Rewrite the rows from the line containing "Please answer: is there any white" through the end of the rows, inclusive, replacing "flower cluster" with "blossom cluster" and leaving everything else unchanged.

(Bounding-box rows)
--*--
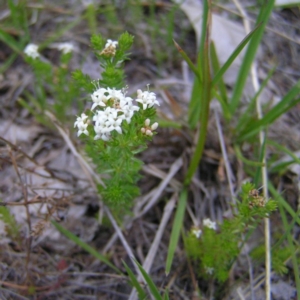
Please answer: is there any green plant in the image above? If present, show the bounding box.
[73,33,158,210]
[184,183,277,282]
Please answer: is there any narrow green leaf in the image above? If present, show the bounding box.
[236,67,276,132]
[212,25,259,86]
[51,221,123,275]
[230,0,275,116]
[122,261,147,299]
[135,260,163,300]
[166,188,188,275]
[237,81,300,142]
[210,42,228,104]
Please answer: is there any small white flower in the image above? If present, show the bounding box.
[107,88,124,101]
[94,122,110,141]
[204,266,215,275]
[203,219,217,230]
[74,113,89,136]
[141,119,158,136]
[107,115,123,134]
[105,39,118,48]
[91,88,108,110]
[136,90,159,110]
[24,44,40,59]
[192,227,202,239]
[56,43,74,54]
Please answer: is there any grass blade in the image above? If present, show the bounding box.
[237,81,300,142]
[212,25,260,86]
[230,0,274,116]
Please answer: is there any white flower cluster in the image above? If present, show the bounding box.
[100,40,118,56]
[74,86,159,141]
[105,39,118,48]
[141,119,158,136]
[52,43,74,54]
[203,219,217,230]
[192,227,202,239]
[24,44,40,59]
--*--
§ **SOLUTION FOR THIS EXERCISE**
Please answer: is there any white blossom cluster in the image above? If present, show the bounding box.
[100,40,118,56]
[74,86,159,141]
[105,39,118,48]
[141,119,158,136]
[52,43,74,54]
[203,219,217,230]
[192,227,202,239]
[24,44,40,59]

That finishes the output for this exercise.